Given problem: In the material that follows, update the lines from the line with "Batch labeling job — target class: chrome front" to the line with "278;476;423;542" by changing "bounding rectangle" to "bounding box" and leaving everything else as it is. Return only those lines.

### Given information ###

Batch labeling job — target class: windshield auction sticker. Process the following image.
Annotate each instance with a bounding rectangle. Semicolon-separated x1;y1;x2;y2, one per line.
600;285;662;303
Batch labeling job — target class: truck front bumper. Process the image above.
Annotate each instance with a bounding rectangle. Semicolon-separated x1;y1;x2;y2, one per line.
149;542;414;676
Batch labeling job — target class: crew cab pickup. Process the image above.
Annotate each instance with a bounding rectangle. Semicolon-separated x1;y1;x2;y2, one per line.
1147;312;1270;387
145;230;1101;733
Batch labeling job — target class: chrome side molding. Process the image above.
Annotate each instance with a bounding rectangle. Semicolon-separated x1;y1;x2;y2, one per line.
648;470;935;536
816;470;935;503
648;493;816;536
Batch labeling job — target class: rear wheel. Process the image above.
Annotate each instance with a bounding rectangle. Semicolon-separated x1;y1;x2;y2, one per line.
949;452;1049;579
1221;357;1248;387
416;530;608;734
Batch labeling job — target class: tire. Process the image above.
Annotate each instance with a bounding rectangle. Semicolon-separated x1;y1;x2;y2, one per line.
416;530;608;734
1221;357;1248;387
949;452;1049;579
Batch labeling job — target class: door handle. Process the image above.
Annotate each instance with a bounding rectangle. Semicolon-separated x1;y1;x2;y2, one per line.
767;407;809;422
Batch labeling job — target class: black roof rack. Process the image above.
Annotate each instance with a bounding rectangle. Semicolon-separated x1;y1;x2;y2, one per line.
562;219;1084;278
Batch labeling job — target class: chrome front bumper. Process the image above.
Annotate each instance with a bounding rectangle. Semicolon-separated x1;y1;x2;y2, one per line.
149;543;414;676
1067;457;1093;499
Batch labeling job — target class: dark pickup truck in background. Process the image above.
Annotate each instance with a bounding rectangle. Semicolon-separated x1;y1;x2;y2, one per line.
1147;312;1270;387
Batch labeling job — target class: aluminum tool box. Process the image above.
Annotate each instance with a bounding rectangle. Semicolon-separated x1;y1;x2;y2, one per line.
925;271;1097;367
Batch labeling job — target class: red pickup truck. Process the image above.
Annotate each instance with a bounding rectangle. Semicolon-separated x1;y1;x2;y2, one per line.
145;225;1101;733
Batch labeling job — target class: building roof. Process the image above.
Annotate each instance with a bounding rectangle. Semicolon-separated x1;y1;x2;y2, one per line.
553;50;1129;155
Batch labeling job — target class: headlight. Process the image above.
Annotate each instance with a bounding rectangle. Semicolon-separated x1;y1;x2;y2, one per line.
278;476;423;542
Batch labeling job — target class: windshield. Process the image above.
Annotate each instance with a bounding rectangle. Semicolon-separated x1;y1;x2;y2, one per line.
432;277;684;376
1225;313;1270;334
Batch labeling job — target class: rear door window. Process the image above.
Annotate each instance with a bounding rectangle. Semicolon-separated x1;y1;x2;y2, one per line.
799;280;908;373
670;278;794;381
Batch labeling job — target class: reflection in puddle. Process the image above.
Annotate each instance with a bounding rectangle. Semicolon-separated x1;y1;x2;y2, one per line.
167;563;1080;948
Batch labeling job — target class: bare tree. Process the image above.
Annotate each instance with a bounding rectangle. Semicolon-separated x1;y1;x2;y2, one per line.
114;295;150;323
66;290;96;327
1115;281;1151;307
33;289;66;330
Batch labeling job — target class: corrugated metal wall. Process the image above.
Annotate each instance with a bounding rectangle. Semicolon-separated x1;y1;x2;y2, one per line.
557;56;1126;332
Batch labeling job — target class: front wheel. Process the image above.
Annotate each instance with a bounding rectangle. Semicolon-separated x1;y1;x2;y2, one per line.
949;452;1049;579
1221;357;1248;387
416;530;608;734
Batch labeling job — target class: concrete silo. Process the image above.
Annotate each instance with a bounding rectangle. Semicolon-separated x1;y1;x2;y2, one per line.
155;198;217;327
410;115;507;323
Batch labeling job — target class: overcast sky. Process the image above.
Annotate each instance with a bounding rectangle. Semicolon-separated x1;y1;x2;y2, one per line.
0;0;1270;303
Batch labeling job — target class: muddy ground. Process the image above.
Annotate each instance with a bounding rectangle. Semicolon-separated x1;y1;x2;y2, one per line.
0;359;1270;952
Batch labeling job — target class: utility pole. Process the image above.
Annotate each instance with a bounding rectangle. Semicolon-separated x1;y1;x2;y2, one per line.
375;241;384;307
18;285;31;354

###

Exercise response:
Batch labeling job — target class: chrome front bumper. Process the image above.
Annotate each instance with a bounding box. Semicolon-separated x1;y1;x2;y2, one per line.
149;543;414;676
1067;457;1093;499
Batch labeling job — target class: dark pickup truck in background. Process the image above.
Annotate each instance with a bounding box. Semicolon-separated x1;y1;x2;y2, one per line.
1147;312;1270;387
Batch labeling job — target class: aluminum tool box. Process the image above.
Annotate each instance with a bounding box. Semicolon-separated x1;y1;x2;y2, one per line.
925;271;1097;367
Batch labeling job — target class: red pickup truck. Process the image above.
Annotate each instance with a bounding box. Semicolon-separated x1;y1;x2;y2, one per line.
145;225;1101;733
Batch labeling job — target class: building roof. Process the image above.
Annotate each instance with a bounding box. Semicolon-separated x1;y1;x2;y2, one per line.
553;50;1129;155
Batch labeling job — target class: headlight. Process the image above.
Annotate each instance with a bounding box. Semicolon-separated x1;y1;x2;y2, one per line.
278;476;423;542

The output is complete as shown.